#### [Cosa farai]
1/ Rispondi a queste domande sulla biografia di Manfredo Manfredi:
(a) In quale città e in quale giorno nacque?
(b) Quale incarico ottenne all'istituto tecnico di Palermo dopo il diploma?
(c) Con quale motto era contrassegnato il suo progetto al concorso Poletti?
2/ Prosegui la biografia di Manfredo Manfredi a partire dalla frase con cui si chiude.

#### [Estratto scelto]
MANFREDI, Manfredo (Manfredo Emanuele)
Nacque a Piacenza il 16 apr. 1859 da Giuseppe e da Paolina Giuditta Bertani. Il padre, avvocato e docente di diritto civile presso la locale università, era stato membro della Società nazionale italiana e capo del comitato insurrezionale piacentino; intrapresa la carriera di magistrato, ricoprì incarichi presso le corti d'appello di numerose città italiane.
Nel 1877 il M. frequentò a Roma il corso di pittura del R. Istituto di belle arti; l'anno successivo, forse su consiglio dell'amico G. Sacconi, passò al corso di architettura tenuto da L. Rosso. Con Sacconi il M. intraprese la pratica professionale presso L. Carimini; e per questo entrambi lavorarono (1880) alla stesura degli elaborati di concorso per il palazzo di Giustizia in Roma (Borsi - Buscioni).
Diplomatosi nel 1880, ottenne la nomina di professore di disegno presso l'istituto tecnico di Palermo. Gli esordi sulla scena artistica nazionale furono subito brillanti: nel 1881 fu vincitore nel primo grado del concorso a premio di incoraggiamento bandito nel 1880 dal ministero della Istruzione pubblica. Nello stesso anno fu premiato al concorso Stanzani indetto dalla Congregazione dei Virtuosi al Pantheon e si aggiudicò il terzo premio straordinario di 250 lire al concorso Poletti di architettura: l'Accademia romana di S. Luca, promotrice del premio, aveva voluto destinare una somma al concorrente contrassegnato dal motto "Fede", ovvero al M., il progetto del quale era stato giudicato "lodevole per la sua semplicità" (Catini).
Gli anni Ottanta videro il M. particolarmente impegnato nella partecipazione ai concorsi per la realizzazione di monumenti e grandi opere pubbliche che caratterizzarono quel decennio: nel 1882, appena ventitreenne, prese parte al concorso internazionale indetto per la realizzazione del monumento a Vittorio Emanuele II in Roma.

#### [Dati disponibili]

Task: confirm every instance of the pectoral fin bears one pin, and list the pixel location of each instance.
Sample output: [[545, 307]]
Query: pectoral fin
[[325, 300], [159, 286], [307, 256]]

#### [Elenco risposte]
1/
(a) A Piacenza, il 16 aprile 1859.
(b) Professore di disegno.
(c) "Fede".

2/
La seconda tornata concorsuale per il Vittoriano era stata bandita il 12 dic. 1882; il programma di concorso, molto articolato, prescriveva che il monumento, da erigersi sul colle capitolino in posizione assiale rispetto al Corso, dovesse essere costituito da una statua equestre del sovrano, cui avrebbe fatto da fondale una struttura architettonica, una loggia "o altro partito [(], di qualunque forma piaccia al concorrente" (Borsi - Buscioni, p. 55). Novantotto i progetti presentati: la commissione presieduta da A. Depretis annoverò tra i più meritevoli i lavori di Sacconi, del M. e di B. Schmitz, assegnando a ciascuno di loro un premio in denaro e disponendo che presentassero entro il termine di quattro mesi un modello in scala del progetto, al fine di verificarne compiutamente la validità. Pur attingendo entrambi dal repertorio classicista, i progetti di Sacconi e del M. denotano significativi elementi di novità nel linguaggio. Il M. conferì al monumento una connotazione molto suggestiva: rispetto a Sacconi, suo amico e grande rivale in questa circostanza, "concepisce il progetto con una più articolata spazialità delle scalee, diminuendo di molto l'importanza del fondale architettonico e, per così dire, trasformando in promenade architecturale il concetto di quinta insito nel bando, tanto da avvolgere in una sorta di spazialità circolare la statua, non posta al centro di uno sfondo, di un prospetto, come prescritto, ma al centro di una struttura paesistico-monumentale a pianta centrale" (ibid., p. 15). Il giudizio finale premiò, con un solo astenuto, Sacconi, nonostante le valutazioni molto positive incontrate dal progetto del M. in specie presso C. Boito, il quale pare ne fosse stato particolarmente colpito: la commissione stabilì pertanto di assegnare al M. un ulteriore premio in denaro a titolo di incoraggiamento.
Giudizi lusinghieri il M. ottenne anche nei concorsi per il nuovo palazzo del Parlamento da erigersi nella zona tra i fori e la via Nazionale (1888), emblematica direttrice di espansione della nuova città capitale, e per il palazzo di Giustizia (1884).
Il progetto del primo, concepito, sulla base del bando, nella zona di Magnanapoli, si proponeva di coniugare la grandiosità dell'architettura romana alle moderne esigenze. A tal fine, avvalendosi della ormai fertilissima pubblicistica dell'epoca, il M. studiò e prese spunto dalle architetture realizzate nell'Europa di quegli anni dalla connotazione analogamente "ufficiale": ne risultò un linguaggio architettonico più compiuto e maturo nella sua originalità, "oscillante grosso modo tra una riproposizione corrente, professionistica delle forme più monumentali e più ovvie del neocinquecentismo e l'esperienza del recupero degli elementi linguistici propri del manierismo e del barocco da riproporre in chiave di ottimistico eclettismo storicistico" (ibid., p. 89).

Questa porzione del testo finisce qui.